_Exercise_
Change "building" to "structure" everywhere in the rows below, from the row containing "Each instance of the low-rise" through the final row, and write out that stretch again with all else left as it is.

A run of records
::::
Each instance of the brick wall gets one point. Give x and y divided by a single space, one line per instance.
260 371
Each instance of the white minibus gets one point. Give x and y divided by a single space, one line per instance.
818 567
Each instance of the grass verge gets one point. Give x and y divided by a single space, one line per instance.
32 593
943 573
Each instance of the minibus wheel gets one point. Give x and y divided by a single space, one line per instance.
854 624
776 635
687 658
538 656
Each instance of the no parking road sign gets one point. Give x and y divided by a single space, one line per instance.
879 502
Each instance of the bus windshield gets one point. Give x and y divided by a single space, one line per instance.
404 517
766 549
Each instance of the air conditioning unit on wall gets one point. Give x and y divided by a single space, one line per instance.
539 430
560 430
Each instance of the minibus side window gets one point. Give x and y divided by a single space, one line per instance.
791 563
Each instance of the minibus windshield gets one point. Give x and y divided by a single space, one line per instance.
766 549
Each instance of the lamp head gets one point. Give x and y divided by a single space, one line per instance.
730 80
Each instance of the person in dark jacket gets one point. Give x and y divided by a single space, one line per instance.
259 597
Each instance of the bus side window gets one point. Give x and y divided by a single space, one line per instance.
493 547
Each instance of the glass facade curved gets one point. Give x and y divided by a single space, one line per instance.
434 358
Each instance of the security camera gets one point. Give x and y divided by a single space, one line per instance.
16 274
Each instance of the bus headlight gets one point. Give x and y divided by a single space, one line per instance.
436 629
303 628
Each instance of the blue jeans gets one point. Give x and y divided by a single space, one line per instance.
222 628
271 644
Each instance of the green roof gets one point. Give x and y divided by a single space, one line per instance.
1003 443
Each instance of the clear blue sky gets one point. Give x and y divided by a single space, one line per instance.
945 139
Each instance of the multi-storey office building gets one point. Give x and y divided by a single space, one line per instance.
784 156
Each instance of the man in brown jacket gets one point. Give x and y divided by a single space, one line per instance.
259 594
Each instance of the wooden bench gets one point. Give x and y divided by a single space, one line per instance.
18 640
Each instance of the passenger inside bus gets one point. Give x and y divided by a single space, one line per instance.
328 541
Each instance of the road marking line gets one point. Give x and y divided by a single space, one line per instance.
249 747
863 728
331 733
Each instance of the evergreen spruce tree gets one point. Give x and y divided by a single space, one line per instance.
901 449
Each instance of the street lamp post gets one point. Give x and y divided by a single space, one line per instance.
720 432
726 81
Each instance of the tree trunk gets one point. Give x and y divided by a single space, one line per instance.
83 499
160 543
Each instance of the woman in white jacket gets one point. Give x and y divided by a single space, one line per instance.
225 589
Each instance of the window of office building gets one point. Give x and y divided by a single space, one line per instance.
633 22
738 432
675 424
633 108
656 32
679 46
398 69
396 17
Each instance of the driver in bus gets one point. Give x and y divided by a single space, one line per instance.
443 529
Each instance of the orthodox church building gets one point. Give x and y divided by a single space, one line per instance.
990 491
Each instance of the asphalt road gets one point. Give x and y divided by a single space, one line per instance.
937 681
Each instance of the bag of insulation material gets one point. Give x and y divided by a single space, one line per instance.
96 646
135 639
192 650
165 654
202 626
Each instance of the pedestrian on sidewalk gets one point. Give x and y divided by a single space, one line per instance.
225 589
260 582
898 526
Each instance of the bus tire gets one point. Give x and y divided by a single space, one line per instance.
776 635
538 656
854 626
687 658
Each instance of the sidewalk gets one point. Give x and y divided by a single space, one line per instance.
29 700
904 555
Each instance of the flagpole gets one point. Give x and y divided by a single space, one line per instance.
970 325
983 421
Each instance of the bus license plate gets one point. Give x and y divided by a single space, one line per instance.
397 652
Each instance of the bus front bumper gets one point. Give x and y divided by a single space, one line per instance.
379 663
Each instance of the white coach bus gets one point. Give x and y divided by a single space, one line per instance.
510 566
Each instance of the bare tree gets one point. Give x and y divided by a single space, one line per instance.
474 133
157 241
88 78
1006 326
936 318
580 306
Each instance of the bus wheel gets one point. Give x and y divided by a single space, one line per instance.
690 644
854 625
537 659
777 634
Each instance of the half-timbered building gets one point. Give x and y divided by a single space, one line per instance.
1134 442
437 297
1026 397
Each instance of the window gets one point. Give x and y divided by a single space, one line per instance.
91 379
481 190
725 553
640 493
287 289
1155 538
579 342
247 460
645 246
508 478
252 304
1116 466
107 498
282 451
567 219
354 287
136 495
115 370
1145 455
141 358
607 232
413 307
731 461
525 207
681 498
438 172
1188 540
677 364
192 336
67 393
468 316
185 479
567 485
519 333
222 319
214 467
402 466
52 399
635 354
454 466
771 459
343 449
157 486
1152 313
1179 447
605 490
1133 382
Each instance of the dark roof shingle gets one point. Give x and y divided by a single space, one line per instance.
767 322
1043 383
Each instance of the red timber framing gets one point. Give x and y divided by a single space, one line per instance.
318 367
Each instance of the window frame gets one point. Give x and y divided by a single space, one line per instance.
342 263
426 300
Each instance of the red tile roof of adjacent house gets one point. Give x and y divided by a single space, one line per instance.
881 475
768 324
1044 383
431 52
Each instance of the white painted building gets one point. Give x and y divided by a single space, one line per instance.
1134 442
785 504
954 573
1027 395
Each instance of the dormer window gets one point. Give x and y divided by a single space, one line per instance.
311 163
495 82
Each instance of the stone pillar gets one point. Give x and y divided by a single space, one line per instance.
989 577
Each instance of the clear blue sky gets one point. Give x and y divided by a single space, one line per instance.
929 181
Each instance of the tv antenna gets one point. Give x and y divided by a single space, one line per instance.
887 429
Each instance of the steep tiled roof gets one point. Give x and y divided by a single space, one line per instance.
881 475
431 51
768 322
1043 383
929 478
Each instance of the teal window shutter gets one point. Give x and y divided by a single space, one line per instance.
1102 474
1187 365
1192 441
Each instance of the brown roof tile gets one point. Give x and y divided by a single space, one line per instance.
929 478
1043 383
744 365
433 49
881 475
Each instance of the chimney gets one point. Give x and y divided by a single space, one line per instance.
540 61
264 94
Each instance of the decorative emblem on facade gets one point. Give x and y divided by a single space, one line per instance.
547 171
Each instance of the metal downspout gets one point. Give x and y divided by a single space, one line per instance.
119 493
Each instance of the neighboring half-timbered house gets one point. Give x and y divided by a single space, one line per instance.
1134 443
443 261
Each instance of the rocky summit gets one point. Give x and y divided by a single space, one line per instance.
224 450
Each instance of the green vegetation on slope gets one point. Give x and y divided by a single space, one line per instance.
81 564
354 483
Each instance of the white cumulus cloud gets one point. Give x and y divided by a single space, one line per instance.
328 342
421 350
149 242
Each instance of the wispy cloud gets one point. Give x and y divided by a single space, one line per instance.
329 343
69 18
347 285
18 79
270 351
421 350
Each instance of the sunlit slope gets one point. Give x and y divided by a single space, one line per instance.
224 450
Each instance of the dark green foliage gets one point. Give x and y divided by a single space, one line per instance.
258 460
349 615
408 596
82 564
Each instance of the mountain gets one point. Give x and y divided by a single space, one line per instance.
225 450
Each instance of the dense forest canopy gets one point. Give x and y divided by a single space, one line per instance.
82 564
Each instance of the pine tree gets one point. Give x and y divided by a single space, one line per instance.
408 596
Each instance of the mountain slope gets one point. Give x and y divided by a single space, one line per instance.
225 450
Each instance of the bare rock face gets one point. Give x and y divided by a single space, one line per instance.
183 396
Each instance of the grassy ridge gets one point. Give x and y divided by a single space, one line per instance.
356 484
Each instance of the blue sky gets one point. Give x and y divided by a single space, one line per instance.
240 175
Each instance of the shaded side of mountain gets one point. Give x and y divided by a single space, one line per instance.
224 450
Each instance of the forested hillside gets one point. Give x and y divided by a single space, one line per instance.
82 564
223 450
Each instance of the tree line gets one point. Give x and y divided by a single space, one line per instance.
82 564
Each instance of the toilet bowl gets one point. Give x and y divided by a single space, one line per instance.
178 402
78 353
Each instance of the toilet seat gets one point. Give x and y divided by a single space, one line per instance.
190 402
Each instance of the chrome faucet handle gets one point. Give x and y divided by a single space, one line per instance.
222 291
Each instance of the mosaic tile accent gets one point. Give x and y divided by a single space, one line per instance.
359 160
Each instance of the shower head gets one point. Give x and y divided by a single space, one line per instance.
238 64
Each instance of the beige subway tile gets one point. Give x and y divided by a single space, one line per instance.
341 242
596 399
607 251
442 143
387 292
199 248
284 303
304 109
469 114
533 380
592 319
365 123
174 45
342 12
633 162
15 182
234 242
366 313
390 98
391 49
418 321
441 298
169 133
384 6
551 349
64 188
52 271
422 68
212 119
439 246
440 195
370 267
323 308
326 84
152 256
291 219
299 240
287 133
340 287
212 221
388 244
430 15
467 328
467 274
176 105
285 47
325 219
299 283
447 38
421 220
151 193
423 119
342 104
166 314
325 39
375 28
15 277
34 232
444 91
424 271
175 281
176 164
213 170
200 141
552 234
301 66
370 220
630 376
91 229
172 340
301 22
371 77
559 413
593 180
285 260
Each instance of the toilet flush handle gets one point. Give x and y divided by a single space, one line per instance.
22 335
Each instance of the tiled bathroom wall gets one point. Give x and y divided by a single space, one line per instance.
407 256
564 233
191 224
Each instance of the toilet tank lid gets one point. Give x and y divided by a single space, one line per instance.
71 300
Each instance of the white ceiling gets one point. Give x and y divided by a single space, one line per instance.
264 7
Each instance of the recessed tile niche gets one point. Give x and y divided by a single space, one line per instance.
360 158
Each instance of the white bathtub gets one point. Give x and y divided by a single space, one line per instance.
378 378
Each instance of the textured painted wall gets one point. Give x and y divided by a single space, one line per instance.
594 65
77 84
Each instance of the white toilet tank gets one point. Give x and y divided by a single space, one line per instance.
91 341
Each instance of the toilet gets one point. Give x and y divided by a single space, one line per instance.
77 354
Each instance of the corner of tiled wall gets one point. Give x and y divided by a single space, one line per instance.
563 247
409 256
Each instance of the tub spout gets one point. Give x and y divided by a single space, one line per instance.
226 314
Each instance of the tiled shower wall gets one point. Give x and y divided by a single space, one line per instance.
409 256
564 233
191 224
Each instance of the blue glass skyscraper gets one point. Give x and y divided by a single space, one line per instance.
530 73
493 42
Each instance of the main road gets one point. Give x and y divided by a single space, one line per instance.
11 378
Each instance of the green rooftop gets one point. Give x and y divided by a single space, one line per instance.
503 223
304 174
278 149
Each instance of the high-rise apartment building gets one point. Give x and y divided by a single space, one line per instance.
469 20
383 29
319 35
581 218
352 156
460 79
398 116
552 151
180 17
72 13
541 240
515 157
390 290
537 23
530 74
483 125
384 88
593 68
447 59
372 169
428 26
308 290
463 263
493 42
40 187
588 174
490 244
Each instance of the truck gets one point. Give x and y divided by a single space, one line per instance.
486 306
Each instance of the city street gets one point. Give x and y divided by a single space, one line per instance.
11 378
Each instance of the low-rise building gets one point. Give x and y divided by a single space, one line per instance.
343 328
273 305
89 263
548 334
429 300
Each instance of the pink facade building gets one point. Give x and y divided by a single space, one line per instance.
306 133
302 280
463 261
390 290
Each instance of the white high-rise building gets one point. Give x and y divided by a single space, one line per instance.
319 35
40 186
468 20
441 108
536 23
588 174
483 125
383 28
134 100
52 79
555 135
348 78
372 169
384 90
::::
_Solution to this problem_
Each instance of the low-rise structure gets one point. Give x and y divided by a single space, one line per instance.
343 328
273 305
89 263
548 334
429 300
Each instance of the pink facade structure gets one point. Give x and y divided by a single space, one line per instance.
306 133
302 280
463 261
390 290
Each instance of the white high-rise structure gets one point. Give x and y divided by a single space, one line per instance.
319 35
40 186
468 20
441 108
536 23
588 174
483 125
383 28
134 100
52 79
555 135
348 78
372 169
384 90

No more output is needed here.